§ **WORK TO COMPLETE**:
(a) In the passage on mitral annular disjunction, in what year was MAD first described?
(b) From the passage on mitral annular disjunction, quote the stretch from "Mitral annular disjunction" through "in ventricular arrhythmias.".
(c) Extend the passage on mitral annular disjunction, beginning right after its final sentence.

§ **EXERCISE PASSAGE**:
Mitral annular disjunction (MAD) is a structural abnormality of the heart in the mitral annulus ring. It is generally defined as an abnormal displacement of the location of where the posterior mitral valve leaflet inserts onto the left atrial wall and the left ventricular wall. This abnormal attachment allows for mitral valve to become hypermobile and can result in ventricular arrhythmias.

History 
MAD was first described in 1986 through autopsy analysis of hearts while investigating incidence of mitral valve prolapse.

Pathophysiology 
The cause of MAD is not well understood. Hypotheses of congenital, degenerative, and acquired structural abnormalities exist. However, the physical characteristics of MAD are able to be observed through a variety of cardiac imaging techniques. Normally the posterior aspect of the mitral annulus is attached to the posterior aspect of the left ventricular wall. In MAD, there is a distinct separation between the mitral annular ring and left ventricular wall. During systole, contraction of the ventricle, the mitral valve leaflet moves away from the ventricular wall and does not move as synchronously as in a heart without MAD. The degree of disjunction can range from a few millimeters to great than 10 millimeters.

[Spatial localization data]
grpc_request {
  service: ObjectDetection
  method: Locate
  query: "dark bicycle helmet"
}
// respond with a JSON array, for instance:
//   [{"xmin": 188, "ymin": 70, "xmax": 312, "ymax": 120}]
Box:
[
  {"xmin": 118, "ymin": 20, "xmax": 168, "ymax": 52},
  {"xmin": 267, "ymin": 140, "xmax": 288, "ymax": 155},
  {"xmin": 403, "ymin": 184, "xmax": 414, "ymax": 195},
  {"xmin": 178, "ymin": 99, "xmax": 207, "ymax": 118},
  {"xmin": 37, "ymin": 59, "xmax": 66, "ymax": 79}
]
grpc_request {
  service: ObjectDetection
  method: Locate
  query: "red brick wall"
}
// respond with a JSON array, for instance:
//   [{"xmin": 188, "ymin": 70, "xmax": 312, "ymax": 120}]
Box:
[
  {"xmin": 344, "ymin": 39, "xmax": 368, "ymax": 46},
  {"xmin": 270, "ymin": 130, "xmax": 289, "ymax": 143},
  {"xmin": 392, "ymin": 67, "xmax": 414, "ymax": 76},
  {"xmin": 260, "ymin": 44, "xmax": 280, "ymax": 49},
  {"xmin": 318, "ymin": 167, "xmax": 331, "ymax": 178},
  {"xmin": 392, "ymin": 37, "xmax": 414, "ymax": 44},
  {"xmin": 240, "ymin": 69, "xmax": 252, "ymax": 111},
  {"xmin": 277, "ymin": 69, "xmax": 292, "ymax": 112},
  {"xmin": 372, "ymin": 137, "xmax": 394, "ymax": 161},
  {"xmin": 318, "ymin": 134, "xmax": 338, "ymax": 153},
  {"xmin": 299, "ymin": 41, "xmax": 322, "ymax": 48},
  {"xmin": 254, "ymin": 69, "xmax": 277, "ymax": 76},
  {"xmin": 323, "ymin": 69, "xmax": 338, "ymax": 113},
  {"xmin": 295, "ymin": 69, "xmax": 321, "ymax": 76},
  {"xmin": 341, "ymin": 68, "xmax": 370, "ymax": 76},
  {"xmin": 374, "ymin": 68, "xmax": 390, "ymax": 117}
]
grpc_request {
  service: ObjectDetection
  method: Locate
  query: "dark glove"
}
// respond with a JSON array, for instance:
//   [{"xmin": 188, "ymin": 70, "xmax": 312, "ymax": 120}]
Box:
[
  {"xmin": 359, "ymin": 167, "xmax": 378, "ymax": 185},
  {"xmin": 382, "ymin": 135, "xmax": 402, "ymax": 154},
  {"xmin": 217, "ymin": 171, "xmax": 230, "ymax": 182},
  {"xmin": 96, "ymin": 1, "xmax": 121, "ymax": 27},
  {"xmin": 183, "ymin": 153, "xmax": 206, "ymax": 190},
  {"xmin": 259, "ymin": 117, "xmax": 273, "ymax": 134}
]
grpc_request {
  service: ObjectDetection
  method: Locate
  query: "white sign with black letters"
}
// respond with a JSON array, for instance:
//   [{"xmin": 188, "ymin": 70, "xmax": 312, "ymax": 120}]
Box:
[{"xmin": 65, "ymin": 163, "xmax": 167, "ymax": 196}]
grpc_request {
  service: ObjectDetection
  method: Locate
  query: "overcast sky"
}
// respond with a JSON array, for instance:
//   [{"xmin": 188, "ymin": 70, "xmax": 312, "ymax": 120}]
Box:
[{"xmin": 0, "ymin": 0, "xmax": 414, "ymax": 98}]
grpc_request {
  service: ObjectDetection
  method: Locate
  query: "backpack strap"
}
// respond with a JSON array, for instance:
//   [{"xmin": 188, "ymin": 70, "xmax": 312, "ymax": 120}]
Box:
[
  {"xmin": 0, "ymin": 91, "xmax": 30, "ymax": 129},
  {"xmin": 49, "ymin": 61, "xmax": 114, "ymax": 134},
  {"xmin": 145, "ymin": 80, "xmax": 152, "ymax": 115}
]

§ **RESULTS OF THE TASKS**:
(a) 1986

(b)
Mitral annular disjunction (MAD) is a structural abnormality of the heart in the mitral annulus ring. It is generally defined as an abnormal displacement of the location of where the posterior mitral valve leaflet inserts onto the left atrial wall and the left ventricular wall. This abnormal attachment allows for mitral valve to become hypermobile and can result in ventricular arrhythmias.

(c)
Diagnosis 
MAD can be diagnosed with transthoracic echocardiography. Additionally, it can also be diagnosed by cardiac computed tomography and cardiac MRI.

Risk factors 
Mitral annular disjunction is considered a risk factor for mitral valve prolapse and myxomatous degeneration of the mitral valve. This is thought to be due to the hypermobility of the mitral leaflet during the cardiac cycle. There has been an observed association between MAD and cardiac arrhythmias, theorized to be caused by fibrosis of the cardiac muscle secondary to the hypermobility and myxomatous degeneration. In rare cases, this fibrosis can lead to cardiac arrest.